*** Opening Given information ***

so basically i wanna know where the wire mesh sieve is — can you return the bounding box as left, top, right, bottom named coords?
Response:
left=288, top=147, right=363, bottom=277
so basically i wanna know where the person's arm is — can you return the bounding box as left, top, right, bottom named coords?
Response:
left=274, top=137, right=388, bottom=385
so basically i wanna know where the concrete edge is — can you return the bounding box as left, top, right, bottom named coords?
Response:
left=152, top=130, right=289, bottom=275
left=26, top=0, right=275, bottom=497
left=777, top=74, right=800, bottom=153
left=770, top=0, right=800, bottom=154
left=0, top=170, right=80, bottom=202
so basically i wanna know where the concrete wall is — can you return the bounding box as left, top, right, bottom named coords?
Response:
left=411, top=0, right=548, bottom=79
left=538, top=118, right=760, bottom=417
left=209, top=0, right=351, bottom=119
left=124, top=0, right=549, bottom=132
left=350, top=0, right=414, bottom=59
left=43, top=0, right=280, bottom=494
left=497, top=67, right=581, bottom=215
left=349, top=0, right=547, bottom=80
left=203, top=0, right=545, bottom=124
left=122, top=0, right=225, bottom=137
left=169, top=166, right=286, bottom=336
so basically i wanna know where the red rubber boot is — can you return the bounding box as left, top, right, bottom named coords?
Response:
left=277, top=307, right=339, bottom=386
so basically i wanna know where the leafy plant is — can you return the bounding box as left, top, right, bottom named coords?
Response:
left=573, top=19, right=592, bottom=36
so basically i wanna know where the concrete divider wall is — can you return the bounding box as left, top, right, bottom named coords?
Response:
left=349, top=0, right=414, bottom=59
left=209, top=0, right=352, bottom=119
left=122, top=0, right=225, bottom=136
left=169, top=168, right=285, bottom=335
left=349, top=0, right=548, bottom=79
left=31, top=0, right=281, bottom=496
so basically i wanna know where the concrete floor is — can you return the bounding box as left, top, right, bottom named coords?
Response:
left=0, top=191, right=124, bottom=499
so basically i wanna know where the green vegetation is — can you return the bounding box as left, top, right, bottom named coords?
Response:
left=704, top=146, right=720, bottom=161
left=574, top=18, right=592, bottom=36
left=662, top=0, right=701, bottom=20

*** Closing Given information ***

Exercise goal: Every line above should be output exactly as it stands.

Answer:
so basically i wanna know where the wire mesh sieve is — can you return the bounding box as left, top, right, bottom named coords?
Response:
left=288, top=147, right=363, bottom=277
so basically i wanna know where the person's arm is — can you return the bounding box as left, top, right, bottom named coords?
Response:
left=274, top=137, right=388, bottom=385
so basically i wanna know where the concrete edge is — can you return the bounding box as left, top, right, bottom named coords?
Response:
left=152, top=130, right=289, bottom=275
left=26, top=0, right=275, bottom=497
left=777, top=74, right=800, bottom=153
left=770, top=0, right=800, bottom=154
left=0, top=170, right=80, bottom=202
so basically i wanna know where the concrete wall is — can you return the bounding box as left, top, right, bottom named coords?
Response:
left=411, top=0, right=548, bottom=79
left=538, top=118, right=760, bottom=417
left=209, top=0, right=351, bottom=119
left=124, top=0, right=549, bottom=132
left=350, top=0, right=414, bottom=59
left=43, top=0, right=280, bottom=494
left=497, top=67, right=581, bottom=215
left=349, top=0, right=547, bottom=80
left=203, top=0, right=545, bottom=124
left=122, top=0, right=225, bottom=137
left=169, top=166, right=286, bottom=336
so basically i wanna know where the red rubber boot is — can you return the bounding box as left, top, right, bottom named coords?
Response:
left=277, top=307, right=339, bottom=386
so basically i wanna know where the leafy plant is — can you return the bounding box as left, top, right, bottom named coords?
Response:
left=573, top=19, right=592, bottom=36
so basically i wanna know where the concrete divider wall is — can you return the bounding box as left, top, right, bottom named coords?
Response:
left=349, top=0, right=414, bottom=59
left=209, top=0, right=352, bottom=119
left=122, top=0, right=225, bottom=136
left=169, top=168, right=285, bottom=335
left=349, top=0, right=548, bottom=79
left=31, top=0, right=281, bottom=496
so basically i wanna know where the concrete floor is — can you return the bounding box as left, top, right, bottom named coords?
Response:
left=0, top=191, right=124, bottom=499
so basically i wanna know where the green vegetation is — can you return the bounding box as left, top, right, bottom named coords?
Response:
left=704, top=146, right=720, bottom=161
left=574, top=18, right=592, bottom=36
left=662, top=0, right=701, bottom=20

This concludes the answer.